Work instructions> Using the listing below, extract each line that has the word "negative" in it.

Exercise materials>
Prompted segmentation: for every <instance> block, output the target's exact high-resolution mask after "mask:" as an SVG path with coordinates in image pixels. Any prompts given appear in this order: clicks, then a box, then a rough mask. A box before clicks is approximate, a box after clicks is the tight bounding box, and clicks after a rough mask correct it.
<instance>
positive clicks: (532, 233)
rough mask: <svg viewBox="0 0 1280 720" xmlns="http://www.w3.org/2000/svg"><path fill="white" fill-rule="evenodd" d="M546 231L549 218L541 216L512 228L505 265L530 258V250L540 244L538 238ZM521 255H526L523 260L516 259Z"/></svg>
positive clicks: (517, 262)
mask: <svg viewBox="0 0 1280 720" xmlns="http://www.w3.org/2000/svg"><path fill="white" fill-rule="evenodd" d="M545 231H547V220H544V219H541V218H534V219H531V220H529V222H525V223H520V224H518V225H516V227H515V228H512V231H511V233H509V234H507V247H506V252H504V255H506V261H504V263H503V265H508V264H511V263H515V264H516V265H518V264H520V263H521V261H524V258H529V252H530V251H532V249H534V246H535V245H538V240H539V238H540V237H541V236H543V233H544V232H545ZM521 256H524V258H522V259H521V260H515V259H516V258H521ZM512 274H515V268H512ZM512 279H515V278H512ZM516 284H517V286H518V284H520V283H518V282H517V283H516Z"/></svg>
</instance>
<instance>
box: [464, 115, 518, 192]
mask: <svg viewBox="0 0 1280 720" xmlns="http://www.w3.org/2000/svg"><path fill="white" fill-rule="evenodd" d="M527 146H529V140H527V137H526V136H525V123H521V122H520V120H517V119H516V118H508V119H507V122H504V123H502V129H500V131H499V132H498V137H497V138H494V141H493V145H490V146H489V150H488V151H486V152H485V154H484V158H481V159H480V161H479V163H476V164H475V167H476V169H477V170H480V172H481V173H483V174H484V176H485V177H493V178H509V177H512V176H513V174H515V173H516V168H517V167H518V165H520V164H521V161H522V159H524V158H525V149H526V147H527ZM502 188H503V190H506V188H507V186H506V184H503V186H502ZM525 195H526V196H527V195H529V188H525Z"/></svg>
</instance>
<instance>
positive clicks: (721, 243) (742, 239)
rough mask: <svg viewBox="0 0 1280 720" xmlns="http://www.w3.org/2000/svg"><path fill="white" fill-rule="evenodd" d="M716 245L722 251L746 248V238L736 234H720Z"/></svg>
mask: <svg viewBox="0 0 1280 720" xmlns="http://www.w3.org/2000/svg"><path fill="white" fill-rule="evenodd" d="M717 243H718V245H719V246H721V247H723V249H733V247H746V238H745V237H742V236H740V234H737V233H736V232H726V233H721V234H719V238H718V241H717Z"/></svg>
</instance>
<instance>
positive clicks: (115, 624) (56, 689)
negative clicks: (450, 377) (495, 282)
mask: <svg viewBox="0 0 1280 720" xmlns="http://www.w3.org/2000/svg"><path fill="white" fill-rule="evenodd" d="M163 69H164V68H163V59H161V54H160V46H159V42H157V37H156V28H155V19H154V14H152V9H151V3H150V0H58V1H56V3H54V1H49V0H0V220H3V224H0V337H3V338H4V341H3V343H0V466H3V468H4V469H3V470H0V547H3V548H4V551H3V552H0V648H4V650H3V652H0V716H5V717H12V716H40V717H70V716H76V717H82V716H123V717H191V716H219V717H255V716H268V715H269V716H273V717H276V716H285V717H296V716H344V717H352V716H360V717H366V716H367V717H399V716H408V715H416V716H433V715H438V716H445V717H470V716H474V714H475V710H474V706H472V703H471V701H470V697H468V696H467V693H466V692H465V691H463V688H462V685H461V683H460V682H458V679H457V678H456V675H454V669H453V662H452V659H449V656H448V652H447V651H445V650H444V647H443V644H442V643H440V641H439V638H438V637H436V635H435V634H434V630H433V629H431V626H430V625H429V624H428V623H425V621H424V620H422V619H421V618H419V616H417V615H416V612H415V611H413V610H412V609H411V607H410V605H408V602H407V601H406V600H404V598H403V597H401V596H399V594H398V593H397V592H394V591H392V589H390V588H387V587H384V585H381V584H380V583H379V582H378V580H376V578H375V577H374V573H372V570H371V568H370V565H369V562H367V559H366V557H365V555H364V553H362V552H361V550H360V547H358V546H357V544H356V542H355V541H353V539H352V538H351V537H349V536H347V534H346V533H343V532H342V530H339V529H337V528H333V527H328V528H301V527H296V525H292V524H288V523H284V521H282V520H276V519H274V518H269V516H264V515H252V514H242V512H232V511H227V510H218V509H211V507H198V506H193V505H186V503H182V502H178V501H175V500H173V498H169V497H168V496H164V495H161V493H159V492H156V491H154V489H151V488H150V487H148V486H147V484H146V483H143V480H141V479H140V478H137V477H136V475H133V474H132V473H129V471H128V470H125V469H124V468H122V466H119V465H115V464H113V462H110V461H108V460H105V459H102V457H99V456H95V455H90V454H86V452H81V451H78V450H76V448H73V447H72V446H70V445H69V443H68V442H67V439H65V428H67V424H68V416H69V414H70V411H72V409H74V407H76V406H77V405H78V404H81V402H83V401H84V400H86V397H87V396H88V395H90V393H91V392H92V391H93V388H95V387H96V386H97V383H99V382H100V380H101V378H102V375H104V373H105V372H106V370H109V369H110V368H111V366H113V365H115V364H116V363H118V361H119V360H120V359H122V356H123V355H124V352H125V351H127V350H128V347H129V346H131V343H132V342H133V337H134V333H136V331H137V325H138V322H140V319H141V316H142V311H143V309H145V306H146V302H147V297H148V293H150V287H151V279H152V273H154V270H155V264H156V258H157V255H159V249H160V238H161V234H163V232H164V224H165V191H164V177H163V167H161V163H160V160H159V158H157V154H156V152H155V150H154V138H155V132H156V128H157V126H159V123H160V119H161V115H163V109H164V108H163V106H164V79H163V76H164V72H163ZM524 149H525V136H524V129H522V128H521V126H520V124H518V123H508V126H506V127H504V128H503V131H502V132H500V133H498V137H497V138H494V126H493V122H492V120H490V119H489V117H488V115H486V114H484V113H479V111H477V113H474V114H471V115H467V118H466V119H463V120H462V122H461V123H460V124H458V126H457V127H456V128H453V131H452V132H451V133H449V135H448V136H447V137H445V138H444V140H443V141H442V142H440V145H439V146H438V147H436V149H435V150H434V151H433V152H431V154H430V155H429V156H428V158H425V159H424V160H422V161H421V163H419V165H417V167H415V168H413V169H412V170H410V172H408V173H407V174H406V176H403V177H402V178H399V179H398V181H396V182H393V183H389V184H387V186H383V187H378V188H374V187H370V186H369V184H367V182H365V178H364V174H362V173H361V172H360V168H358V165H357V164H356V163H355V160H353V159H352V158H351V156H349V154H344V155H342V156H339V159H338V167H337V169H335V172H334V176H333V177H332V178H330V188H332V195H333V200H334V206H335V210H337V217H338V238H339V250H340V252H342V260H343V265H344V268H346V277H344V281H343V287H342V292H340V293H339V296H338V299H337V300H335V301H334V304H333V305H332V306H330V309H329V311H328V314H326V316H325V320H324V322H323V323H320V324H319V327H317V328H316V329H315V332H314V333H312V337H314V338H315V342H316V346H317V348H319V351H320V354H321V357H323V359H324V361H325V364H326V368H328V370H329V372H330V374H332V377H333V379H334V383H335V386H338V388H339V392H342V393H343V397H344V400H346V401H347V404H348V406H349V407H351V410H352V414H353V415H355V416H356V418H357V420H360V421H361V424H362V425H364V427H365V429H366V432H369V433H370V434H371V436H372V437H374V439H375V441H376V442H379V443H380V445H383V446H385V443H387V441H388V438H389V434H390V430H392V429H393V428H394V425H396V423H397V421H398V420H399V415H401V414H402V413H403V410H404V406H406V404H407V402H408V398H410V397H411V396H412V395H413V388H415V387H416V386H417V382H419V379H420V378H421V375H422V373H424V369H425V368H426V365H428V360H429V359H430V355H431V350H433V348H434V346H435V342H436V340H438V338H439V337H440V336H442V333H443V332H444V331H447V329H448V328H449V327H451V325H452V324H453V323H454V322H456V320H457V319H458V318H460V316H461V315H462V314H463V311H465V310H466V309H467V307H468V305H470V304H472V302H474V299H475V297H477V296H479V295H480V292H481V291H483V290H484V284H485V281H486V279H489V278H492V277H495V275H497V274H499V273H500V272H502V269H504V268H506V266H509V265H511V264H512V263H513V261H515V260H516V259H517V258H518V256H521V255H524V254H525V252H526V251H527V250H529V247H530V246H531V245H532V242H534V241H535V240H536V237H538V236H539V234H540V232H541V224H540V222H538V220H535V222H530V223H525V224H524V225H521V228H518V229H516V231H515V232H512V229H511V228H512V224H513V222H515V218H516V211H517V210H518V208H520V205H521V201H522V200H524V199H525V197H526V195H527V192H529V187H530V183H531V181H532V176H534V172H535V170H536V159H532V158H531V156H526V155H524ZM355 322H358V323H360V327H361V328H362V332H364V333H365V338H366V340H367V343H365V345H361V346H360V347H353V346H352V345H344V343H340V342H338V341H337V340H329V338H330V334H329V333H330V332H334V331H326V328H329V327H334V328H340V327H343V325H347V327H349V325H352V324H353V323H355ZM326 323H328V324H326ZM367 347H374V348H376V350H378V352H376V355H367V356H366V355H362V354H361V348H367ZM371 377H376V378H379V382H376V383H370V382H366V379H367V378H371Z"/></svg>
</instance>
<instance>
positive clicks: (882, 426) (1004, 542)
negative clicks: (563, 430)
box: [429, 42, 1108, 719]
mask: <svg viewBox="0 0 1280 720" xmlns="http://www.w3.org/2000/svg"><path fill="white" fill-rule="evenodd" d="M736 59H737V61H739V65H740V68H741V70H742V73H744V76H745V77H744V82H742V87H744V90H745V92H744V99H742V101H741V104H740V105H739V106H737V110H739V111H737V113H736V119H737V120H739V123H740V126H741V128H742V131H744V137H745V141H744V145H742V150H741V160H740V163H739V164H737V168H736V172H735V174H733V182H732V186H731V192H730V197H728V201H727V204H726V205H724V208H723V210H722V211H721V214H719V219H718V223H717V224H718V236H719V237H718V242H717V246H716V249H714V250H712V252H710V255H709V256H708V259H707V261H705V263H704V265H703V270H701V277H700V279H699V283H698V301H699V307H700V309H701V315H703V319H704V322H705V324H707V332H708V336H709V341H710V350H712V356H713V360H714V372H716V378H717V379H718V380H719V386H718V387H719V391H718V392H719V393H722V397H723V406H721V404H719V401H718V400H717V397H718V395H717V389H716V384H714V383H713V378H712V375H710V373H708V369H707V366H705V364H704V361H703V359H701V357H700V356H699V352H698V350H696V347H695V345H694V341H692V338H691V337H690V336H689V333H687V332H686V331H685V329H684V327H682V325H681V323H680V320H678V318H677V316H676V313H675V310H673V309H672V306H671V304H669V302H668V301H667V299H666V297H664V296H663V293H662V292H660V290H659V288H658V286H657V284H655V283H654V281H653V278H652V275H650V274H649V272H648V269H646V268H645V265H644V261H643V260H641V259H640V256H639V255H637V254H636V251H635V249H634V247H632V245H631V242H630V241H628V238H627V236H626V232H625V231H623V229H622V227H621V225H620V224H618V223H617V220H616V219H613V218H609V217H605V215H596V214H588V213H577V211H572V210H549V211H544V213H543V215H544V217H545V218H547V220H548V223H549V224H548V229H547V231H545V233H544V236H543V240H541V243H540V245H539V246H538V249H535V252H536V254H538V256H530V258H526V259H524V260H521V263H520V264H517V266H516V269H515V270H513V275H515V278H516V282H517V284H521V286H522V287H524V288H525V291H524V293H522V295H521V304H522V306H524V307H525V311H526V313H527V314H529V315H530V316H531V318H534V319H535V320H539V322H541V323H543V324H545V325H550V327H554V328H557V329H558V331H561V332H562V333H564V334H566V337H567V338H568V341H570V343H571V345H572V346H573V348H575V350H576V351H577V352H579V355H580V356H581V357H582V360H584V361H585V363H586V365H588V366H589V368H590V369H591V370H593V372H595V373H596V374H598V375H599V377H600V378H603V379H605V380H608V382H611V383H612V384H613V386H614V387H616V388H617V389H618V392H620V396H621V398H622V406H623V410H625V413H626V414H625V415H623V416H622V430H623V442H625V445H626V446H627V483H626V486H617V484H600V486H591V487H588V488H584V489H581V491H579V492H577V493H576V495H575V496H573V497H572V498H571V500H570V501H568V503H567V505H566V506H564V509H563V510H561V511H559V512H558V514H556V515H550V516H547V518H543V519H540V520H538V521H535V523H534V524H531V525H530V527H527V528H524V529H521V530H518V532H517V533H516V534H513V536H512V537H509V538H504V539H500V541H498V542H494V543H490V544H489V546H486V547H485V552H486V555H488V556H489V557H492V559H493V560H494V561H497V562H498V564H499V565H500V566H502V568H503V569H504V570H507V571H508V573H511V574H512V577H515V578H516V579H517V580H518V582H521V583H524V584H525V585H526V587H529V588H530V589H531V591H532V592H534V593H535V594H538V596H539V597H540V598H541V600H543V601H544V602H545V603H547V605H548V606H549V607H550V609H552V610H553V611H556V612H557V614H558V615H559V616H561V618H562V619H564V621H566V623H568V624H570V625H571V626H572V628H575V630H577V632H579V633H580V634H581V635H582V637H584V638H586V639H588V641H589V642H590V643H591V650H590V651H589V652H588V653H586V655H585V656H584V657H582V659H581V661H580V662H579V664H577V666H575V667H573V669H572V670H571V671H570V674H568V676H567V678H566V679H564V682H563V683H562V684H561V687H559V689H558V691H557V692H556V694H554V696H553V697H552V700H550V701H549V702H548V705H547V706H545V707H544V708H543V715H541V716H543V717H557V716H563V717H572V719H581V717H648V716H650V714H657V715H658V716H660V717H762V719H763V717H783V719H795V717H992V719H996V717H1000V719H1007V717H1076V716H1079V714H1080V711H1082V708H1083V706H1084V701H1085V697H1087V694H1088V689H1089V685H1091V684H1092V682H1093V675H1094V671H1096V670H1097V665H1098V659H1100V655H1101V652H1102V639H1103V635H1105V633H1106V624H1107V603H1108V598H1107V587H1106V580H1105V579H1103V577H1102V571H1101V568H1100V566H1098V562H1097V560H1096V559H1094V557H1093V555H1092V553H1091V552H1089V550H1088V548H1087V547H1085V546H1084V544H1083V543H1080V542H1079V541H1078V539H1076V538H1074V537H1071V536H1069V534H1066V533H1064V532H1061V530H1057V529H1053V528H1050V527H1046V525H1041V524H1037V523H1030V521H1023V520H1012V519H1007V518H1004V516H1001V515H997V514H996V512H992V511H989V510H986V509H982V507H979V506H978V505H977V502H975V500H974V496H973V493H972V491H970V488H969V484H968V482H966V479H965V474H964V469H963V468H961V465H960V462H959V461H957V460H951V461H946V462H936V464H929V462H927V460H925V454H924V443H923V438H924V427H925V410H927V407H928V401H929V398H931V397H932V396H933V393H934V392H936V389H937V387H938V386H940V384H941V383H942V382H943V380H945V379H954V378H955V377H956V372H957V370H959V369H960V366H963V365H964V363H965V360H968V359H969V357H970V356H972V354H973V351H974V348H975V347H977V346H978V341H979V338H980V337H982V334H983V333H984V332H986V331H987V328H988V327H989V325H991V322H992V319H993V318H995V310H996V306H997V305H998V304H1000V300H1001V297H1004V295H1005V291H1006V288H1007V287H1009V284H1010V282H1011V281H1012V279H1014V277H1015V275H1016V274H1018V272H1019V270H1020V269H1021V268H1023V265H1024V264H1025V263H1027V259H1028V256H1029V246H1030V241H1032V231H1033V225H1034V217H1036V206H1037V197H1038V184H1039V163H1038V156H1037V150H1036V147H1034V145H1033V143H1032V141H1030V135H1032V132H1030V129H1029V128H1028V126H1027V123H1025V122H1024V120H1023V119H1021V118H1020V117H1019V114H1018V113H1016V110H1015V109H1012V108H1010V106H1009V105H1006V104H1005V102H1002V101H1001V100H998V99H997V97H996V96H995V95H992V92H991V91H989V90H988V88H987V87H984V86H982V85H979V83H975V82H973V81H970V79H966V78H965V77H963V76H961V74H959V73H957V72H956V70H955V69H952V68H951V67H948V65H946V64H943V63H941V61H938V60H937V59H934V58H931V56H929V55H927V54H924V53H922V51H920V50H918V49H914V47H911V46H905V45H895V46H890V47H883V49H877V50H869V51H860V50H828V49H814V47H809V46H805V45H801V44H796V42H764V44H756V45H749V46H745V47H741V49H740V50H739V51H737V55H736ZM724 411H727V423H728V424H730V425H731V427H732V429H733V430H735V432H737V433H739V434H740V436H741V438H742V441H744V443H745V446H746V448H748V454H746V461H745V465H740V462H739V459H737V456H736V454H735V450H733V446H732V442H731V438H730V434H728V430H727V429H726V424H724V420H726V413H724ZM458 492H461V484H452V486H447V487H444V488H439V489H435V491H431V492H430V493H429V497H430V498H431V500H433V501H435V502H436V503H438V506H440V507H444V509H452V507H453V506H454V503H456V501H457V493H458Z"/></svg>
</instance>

Response>
negative clicks: (450, 377) (495, 282)
negative clicks: (563, 430)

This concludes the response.